| Exercise requirements |
Copy out everything in the records below from the line containing "Detect every instance of laptop keyboard" down to the line containing "0, 444, 335, 718", including both of those lines.

| Region annotation entries |
== == ==

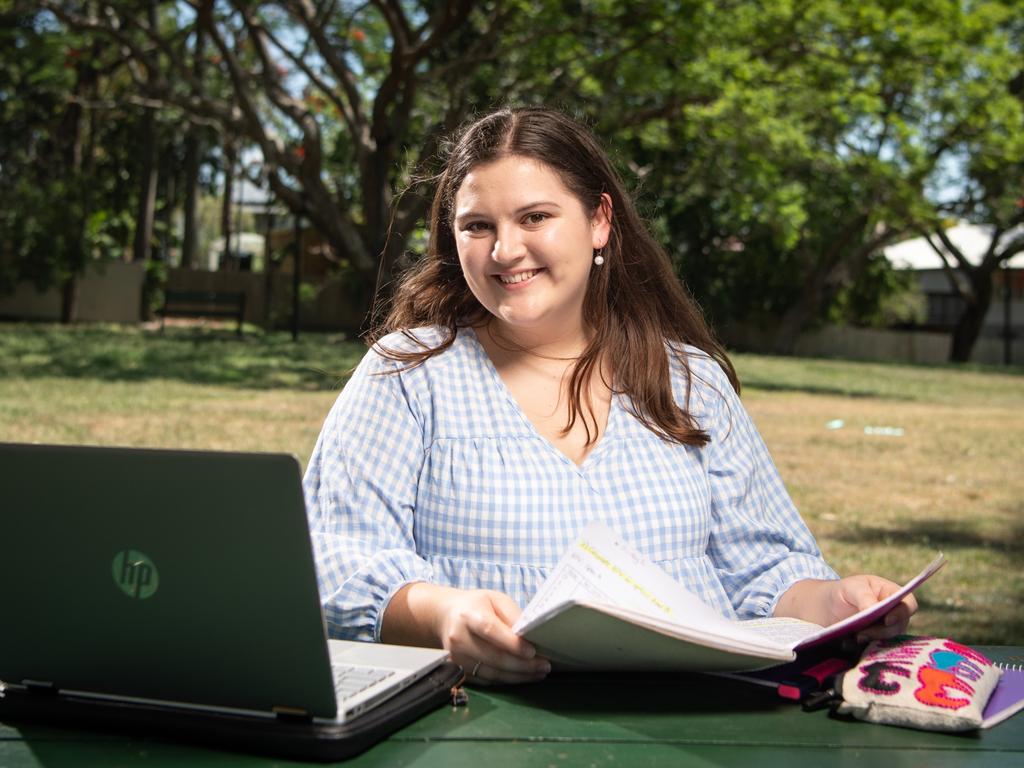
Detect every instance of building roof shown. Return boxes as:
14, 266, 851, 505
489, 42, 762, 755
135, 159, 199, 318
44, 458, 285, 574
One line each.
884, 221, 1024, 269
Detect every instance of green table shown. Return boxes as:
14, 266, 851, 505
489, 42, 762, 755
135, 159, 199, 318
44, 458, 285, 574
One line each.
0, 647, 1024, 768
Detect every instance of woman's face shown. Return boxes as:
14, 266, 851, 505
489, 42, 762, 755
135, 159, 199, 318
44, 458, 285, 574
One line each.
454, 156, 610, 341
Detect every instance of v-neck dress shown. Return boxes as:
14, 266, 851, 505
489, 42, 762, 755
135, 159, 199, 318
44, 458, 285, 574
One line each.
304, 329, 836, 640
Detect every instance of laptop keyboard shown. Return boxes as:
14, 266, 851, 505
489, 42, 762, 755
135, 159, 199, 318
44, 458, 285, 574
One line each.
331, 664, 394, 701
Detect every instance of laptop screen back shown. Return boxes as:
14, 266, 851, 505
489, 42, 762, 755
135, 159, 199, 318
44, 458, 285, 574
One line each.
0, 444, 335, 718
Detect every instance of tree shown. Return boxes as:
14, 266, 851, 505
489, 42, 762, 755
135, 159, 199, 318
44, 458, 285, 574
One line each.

== == ==

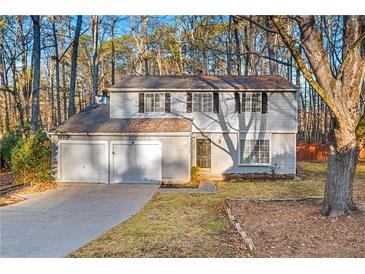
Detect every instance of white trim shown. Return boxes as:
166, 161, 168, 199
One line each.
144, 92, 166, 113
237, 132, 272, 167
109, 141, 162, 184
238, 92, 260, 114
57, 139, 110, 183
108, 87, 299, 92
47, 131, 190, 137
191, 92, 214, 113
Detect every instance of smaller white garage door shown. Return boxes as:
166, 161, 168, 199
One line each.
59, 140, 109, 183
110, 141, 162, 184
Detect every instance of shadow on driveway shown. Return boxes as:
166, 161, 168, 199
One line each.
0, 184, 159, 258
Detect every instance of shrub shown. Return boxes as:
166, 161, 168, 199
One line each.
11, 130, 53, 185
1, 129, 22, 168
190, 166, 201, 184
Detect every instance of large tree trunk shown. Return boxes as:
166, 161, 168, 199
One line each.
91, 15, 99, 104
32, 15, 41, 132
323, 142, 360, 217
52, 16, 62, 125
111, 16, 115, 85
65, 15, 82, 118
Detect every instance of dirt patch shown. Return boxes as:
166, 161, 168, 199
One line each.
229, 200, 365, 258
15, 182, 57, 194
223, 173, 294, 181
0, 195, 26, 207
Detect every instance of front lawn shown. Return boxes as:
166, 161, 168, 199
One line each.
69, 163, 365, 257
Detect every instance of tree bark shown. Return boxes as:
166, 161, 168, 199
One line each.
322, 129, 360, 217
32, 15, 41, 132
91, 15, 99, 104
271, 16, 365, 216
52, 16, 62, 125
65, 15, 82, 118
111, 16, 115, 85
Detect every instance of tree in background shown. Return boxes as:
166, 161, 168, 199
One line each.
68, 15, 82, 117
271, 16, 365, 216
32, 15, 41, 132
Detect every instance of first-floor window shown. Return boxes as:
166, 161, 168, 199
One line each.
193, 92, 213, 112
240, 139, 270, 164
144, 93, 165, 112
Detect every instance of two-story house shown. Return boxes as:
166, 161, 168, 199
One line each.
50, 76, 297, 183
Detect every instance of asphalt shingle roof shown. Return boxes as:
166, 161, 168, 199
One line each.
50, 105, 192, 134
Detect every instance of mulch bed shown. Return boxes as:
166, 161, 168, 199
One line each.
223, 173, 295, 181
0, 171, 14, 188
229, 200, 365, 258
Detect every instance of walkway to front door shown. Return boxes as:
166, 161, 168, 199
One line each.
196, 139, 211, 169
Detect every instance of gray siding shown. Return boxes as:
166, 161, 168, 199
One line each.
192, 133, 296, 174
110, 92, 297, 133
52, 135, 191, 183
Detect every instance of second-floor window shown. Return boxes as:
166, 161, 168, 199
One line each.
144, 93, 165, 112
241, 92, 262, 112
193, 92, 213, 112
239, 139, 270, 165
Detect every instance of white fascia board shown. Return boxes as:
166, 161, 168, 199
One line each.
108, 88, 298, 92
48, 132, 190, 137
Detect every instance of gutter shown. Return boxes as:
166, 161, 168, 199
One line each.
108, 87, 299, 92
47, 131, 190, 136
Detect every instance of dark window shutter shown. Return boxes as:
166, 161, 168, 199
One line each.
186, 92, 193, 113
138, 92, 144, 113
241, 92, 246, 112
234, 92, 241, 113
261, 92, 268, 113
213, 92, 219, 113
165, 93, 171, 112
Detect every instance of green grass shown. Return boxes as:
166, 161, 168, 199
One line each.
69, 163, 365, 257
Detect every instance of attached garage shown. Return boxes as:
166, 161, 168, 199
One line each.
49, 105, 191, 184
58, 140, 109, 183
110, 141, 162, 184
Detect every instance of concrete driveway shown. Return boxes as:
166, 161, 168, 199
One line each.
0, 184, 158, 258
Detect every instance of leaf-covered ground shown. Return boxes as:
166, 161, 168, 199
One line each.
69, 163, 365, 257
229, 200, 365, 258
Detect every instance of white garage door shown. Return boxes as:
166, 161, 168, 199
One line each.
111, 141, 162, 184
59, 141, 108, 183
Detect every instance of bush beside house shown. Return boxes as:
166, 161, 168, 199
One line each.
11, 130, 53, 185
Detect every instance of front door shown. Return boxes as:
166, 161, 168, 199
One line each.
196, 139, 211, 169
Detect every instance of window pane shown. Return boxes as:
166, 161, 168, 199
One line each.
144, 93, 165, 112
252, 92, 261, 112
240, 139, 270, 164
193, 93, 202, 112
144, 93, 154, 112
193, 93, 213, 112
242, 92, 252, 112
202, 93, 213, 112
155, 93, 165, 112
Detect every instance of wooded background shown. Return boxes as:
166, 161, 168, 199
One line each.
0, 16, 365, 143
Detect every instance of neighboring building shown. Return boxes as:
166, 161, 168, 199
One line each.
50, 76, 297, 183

== == ==

| Full solution |
Detect every instance of laptop keyboard shown. Return boxes as:
14, 266, 851, 505
489, 42, 762, 755
135, 159, 199, 318
44, 458, 285, 574
One line each.
331, 664, 394, 701
Detect every instance of laptop screen back shown. Return boxes as:
14, 266, 851, 505
489, 42, 762, 755
135, 159, 199, 318
44, 458, 285, 574
One line each.
0, 444, 335, 718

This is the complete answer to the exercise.